======== ENTRIES SUPPLIED

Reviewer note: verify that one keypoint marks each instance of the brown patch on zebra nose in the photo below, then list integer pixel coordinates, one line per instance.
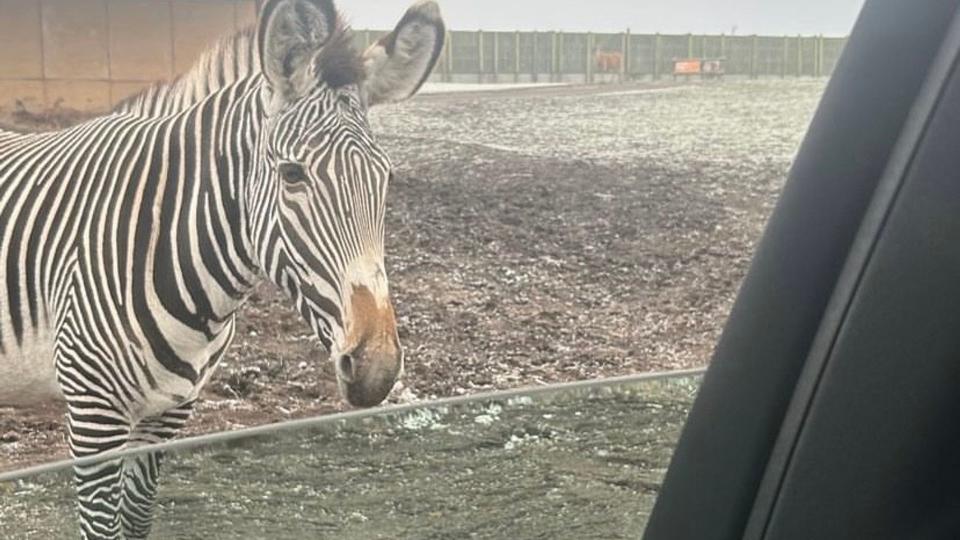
(372, 357)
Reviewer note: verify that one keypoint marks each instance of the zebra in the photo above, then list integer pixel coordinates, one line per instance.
(128, 242)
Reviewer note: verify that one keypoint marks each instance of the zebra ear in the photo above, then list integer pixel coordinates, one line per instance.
(289, 34)
(399, 63)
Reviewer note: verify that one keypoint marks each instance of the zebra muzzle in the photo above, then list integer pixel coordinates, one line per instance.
(370, 364)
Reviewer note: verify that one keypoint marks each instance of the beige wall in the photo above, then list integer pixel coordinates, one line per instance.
(89, 54)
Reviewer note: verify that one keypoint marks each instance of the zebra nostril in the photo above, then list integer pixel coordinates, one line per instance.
(346, 366)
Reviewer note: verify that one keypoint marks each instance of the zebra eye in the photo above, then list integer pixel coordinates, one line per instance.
(293, 173)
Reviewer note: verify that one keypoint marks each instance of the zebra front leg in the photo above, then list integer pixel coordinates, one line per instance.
(94, 428)
(141, 473)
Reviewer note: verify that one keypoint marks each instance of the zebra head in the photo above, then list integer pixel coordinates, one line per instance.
(318, 195)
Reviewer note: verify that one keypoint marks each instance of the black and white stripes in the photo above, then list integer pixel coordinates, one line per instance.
(127, 243)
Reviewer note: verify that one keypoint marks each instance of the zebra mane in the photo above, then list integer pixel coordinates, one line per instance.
(234, 58)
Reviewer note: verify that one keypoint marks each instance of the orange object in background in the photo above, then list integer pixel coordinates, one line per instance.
(690, 66)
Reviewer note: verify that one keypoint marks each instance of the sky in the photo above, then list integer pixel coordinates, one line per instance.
(765, 17)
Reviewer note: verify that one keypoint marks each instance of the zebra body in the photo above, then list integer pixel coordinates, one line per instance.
(128, 243)
(92, 262)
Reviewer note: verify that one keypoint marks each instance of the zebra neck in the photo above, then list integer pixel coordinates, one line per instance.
(211, 261)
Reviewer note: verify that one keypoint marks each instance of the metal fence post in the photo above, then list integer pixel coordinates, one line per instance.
(480, 62)
(589, 58)
(534, 60)
(449, 59)
(786, 57)
(516, 56)
(624, 55)
(799, 56)
(820, 56)
(553, 57)
(496, 57)
(560, 58)
(656, 56)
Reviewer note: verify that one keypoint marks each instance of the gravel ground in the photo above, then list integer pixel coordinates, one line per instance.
(534, 236)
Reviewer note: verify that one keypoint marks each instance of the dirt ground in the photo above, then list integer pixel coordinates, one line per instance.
(534, 236)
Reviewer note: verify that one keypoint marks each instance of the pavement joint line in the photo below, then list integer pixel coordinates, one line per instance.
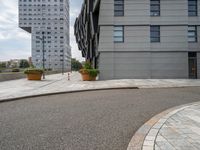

================

- **EXERCISE**
Put every line of the items above into a numbered list, skipping blank lines and leaving out the pictures.

- **THE RESPONSE**
1. Reviewer note: verify that one keypoint marks each instance of the brown patch on zebra nose in the photo below, then list integer pixel coordinates, one line per instance.
2. (372, 357)
3. Reviewer note: verify that one keypoint marks each instance of the zebra in the photo above, then list integer pixel coordinates, one line per instance.
4. (128, 242)
5. Reviewer note: verify that one keypoint marks each instance of the zebra ear in the photo above, then list integer pixel coordinates, one line per instance.
6. (289, 34)
7. (399, 63)
8. Reviewer note: verify that one keypoint marks each instance of the zebra muzzle in the photo above, then list integer pixel coordinates, one line per instance.
9. (370, 364)
10. Reviewer note: verify that one keypoint marks each instance of the beige wall in the photo above, then list integer pixel coordinates, one line per instance.
11. (89, 54)
12. Reviewer note: verify that one keypoint marks each instance of the zebra nostril in the photo above, then list integer pixel coordinates, one line per instance.
13. (346, 366)
14. Reviewer note: verify that one keypoint marks each instance of the zebra eye in the photo above, then list integer pixel coordinates, one line per instance.
15. (293, 173)
16. Reviewer note: verify that one keypoint marks each instance of the zebra front leg in the photo above, then list integer pixel coordinates, one line per instance.
17. (94, 428)
18. (141, 473)
19. Reviewer note: verify that one keypoint marks each instance of the zebra head in the photo above, then list integer pixel coordinates, one line per instance.
20. (318, 195)
21. Reviewer note: verify that one keypoint marks each instance of the black and white stripes in the photo above, then list integer pixel coordinates, one line per instance.
22. (127, 243)
23. Reviewer note: verify that one keypoint marks each instance of the zebra mane in the photo above, then list integer pixel coordinates, one line per instance.
24. (234, 58)
25. Reviewer note: verify that one keypoint marks each instance of the orange object in background in the photo above, then list integer pixel coordinates, one line per instance.
26. (690, 66)
27. Reviewer note: verify that one keypoint marks each instance of the sky in the photo above, then list integer pixel coordinates, one line per instance.
28. (765, 17)
29. Reviewer note: verify that one keypoint marks each instance of the zebra body in the photo above, then list integer pixel coordinates, one line per instance.
30. (128, 243)
31. (92, 262)
32. Reviewer note: verify that one keypoint marks each instance of the zebra neck in the photo above, then list integer pixel coordinates, one line per instance.
33. (211, 261)
34. Reviewer note: verify that one keypoint marks each instance of the metal fence post in the photo above, then list integer pixel coordinates, one line per instance.
35. (480, 62)
36. (589, 58)
37. (534, 60)
38. (449, 59)
39. (786, 57)
40. (516, 56)
41. (624, 55)
42. (799, 56)
43. (820, 56)
44. (553, 57)
45. (496, 57)
46. (560, 58)
47. (656, 56)
48. Reviewer note: verify that one keypoint marks each instance of the gravel ground in the photo above, then list integer pixel coordinates, one line per instance.
49. (534, 236)
50. Reviewer note: verify that one keypoint marks each instance of the dirt ground in the photo above, then list integer pixel coordinates, one line per instance.
51. (534, 236)
52. Reviewer note: verify that one keypoint marks each instance of the pavement joint line in the photo below, then list integer pixel coordinates, one line per instance.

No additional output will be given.